The request
Count the rows below that contain the word "every", and reply with only that number.

[Rows on locating named things]
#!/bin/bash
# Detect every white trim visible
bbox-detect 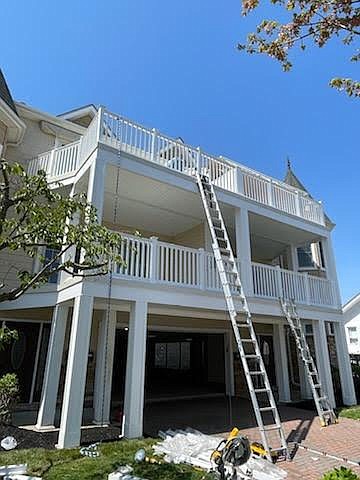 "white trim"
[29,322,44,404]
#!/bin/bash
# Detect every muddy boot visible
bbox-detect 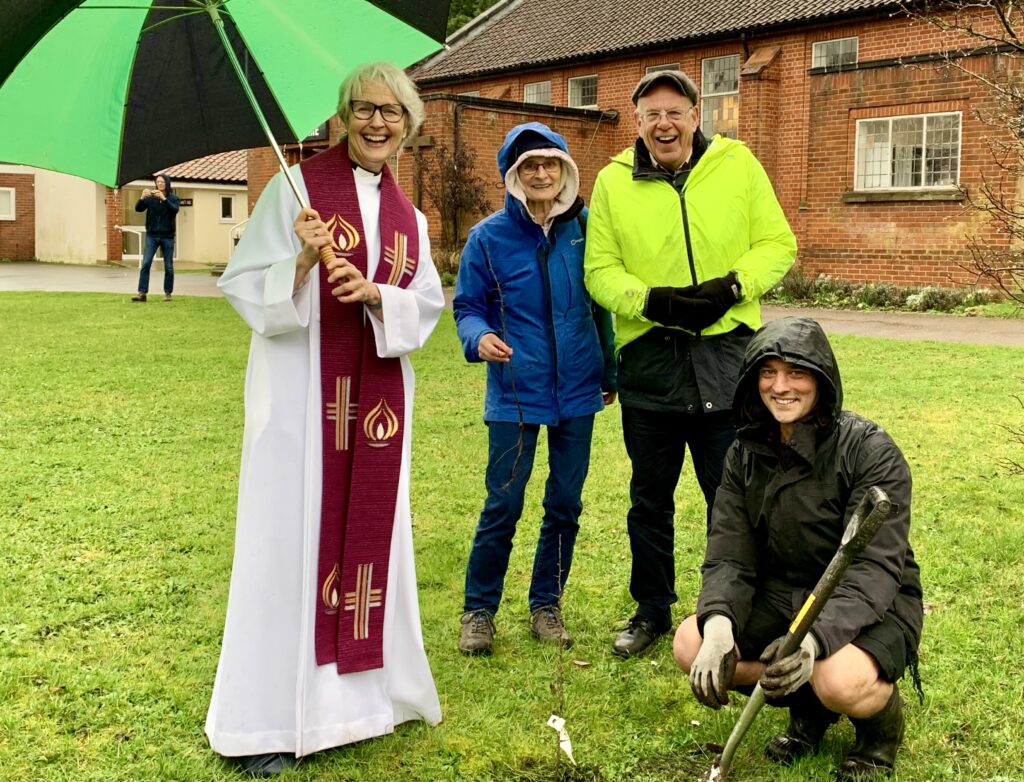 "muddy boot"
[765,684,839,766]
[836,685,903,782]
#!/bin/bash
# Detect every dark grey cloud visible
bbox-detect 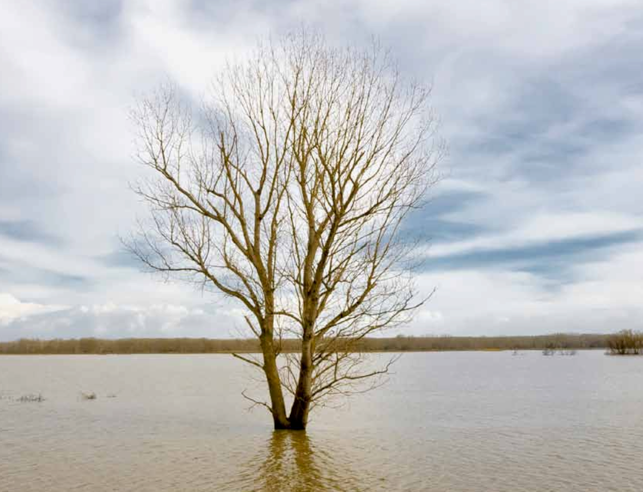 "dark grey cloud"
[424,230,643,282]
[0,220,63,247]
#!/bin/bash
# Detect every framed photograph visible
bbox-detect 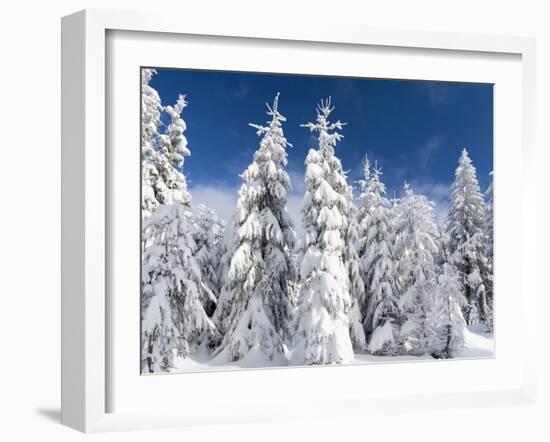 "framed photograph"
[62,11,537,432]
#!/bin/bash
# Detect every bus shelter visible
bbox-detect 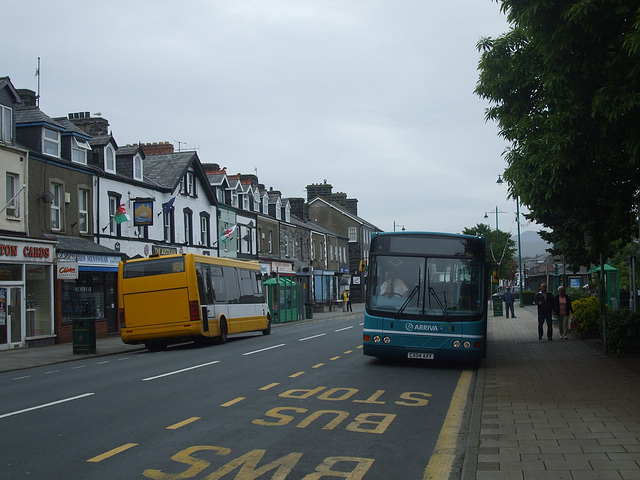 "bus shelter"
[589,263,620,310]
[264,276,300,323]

Response below
5